Exercise requirements: Copy the lines of the listing word for word, starting at the line that contains "Where can the green" and ending with the final line of the listing.
··· Entries provided ···
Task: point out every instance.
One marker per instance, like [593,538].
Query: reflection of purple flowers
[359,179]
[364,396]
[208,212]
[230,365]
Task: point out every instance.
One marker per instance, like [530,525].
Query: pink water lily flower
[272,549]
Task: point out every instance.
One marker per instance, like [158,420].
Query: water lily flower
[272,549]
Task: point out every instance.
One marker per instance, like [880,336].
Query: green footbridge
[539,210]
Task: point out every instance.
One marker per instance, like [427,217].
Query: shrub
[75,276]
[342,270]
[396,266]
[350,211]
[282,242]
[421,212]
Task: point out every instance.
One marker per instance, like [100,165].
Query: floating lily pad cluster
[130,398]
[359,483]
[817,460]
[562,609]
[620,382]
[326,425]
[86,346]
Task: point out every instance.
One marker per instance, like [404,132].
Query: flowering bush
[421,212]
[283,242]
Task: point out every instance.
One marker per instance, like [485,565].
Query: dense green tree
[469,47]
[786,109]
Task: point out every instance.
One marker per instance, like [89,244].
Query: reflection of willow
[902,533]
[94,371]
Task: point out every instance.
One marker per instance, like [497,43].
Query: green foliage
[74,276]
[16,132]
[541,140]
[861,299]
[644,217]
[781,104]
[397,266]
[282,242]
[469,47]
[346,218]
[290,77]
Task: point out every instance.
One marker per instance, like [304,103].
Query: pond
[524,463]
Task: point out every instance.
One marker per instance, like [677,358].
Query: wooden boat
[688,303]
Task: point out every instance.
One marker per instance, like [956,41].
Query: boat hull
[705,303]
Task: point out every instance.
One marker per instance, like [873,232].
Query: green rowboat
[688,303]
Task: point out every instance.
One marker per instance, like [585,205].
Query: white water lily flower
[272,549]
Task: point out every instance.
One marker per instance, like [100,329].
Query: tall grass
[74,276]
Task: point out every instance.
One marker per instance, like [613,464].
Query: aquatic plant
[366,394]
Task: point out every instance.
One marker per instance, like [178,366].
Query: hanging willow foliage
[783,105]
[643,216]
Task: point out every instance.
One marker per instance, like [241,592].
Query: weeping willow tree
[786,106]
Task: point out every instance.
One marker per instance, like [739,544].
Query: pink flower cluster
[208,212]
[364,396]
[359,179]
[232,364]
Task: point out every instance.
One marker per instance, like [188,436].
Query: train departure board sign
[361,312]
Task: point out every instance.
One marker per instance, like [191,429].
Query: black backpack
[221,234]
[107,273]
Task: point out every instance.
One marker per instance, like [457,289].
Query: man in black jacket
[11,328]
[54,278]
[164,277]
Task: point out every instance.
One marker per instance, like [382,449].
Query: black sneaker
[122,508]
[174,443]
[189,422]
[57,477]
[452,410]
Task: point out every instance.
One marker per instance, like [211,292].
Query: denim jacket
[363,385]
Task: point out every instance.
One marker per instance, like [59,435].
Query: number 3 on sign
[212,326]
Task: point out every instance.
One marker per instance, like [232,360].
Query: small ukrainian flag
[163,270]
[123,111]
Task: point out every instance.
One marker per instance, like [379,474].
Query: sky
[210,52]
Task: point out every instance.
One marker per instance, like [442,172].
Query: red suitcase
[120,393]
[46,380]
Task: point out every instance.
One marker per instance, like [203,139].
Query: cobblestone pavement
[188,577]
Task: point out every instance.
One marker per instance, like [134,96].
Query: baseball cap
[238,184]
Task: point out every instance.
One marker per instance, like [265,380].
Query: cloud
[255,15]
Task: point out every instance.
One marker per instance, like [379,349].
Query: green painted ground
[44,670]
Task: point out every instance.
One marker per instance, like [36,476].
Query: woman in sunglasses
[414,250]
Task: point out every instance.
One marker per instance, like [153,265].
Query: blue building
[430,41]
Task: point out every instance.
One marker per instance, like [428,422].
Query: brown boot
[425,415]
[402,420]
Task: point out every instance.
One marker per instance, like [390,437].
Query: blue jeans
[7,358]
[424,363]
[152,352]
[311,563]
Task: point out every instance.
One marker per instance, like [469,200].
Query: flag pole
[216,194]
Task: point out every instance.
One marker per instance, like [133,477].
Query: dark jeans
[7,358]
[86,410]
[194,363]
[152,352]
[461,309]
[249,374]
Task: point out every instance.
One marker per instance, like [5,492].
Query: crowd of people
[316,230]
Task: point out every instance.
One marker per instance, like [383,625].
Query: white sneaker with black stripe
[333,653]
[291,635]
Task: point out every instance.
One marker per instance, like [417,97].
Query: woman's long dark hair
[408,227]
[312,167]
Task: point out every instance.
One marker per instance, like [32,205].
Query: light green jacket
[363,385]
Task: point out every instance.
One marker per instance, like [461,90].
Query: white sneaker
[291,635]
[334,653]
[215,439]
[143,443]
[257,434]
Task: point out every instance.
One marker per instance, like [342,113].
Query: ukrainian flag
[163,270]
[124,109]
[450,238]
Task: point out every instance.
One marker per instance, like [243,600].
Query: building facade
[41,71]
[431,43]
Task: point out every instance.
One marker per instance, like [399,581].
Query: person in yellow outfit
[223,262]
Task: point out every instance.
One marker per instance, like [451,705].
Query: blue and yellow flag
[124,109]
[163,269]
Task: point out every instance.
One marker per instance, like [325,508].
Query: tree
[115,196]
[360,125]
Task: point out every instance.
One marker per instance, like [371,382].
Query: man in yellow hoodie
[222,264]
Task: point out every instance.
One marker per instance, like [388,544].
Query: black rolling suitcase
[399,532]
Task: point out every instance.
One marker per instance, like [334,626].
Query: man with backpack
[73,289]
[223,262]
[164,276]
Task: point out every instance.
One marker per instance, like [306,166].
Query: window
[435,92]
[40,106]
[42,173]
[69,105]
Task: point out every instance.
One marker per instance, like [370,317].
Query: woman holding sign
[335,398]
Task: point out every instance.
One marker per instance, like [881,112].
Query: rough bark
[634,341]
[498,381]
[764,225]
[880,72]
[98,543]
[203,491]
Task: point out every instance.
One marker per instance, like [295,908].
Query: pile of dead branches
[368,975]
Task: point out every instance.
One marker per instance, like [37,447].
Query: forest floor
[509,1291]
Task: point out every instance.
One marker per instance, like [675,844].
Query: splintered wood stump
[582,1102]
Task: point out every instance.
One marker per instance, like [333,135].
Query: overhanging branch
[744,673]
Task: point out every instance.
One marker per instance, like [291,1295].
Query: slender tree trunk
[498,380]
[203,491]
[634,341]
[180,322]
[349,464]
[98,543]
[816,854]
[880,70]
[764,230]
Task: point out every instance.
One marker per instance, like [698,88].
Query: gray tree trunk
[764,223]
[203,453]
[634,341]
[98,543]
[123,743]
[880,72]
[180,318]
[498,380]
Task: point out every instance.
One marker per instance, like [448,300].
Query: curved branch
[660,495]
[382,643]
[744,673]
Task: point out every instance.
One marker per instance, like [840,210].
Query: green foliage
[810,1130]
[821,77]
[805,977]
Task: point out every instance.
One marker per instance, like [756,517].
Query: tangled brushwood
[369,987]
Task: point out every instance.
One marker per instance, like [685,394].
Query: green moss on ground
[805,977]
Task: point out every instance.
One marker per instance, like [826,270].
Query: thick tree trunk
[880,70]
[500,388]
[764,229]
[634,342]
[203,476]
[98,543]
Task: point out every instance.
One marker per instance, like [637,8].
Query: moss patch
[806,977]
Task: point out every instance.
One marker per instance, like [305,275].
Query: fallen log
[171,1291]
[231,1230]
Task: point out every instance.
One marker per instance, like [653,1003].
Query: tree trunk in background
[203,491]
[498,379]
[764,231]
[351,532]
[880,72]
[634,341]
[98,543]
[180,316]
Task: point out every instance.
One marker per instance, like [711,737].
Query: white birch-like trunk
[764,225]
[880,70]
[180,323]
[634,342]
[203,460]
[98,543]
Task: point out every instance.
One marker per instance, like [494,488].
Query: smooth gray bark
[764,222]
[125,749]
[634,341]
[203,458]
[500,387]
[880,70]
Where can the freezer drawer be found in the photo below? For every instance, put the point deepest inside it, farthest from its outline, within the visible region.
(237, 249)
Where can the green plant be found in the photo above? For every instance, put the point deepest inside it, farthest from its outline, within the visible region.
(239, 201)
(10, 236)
···
Full response:
Where can the green plant be found in the photo above? For every instance, put the point deepest inside it, farthest from its outline, within the visible region.
(239, 201)
(10, 236)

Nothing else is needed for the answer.